**EXTRACTED DATA**
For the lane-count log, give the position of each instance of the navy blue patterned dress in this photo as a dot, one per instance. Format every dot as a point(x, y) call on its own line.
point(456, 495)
...
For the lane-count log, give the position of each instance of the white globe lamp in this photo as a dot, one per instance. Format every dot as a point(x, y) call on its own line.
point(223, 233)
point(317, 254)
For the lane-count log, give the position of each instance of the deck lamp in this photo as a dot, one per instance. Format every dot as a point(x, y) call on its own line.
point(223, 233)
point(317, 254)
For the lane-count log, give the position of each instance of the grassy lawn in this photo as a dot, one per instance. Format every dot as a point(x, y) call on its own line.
...
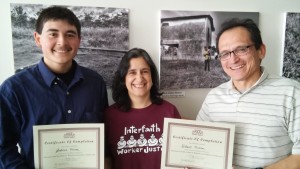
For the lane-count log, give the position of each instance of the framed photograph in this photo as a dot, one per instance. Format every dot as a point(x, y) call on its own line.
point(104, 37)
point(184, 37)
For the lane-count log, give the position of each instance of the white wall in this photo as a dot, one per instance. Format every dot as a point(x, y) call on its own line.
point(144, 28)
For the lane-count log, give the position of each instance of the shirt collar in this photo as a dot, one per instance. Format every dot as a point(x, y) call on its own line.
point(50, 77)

**INSTRUCTION**
Write out the items verbatim, starting at the line that contains "of the navy" and ending at the line that contains "point(456, 495)", both lines included.

**RESULT BELOW**
For the lane-count log, give the position of each instance of the navy blue patterned dress in this photo as a dot, one per instance. Format every dot as a point(x, y) call on its own line.
point(456, 495)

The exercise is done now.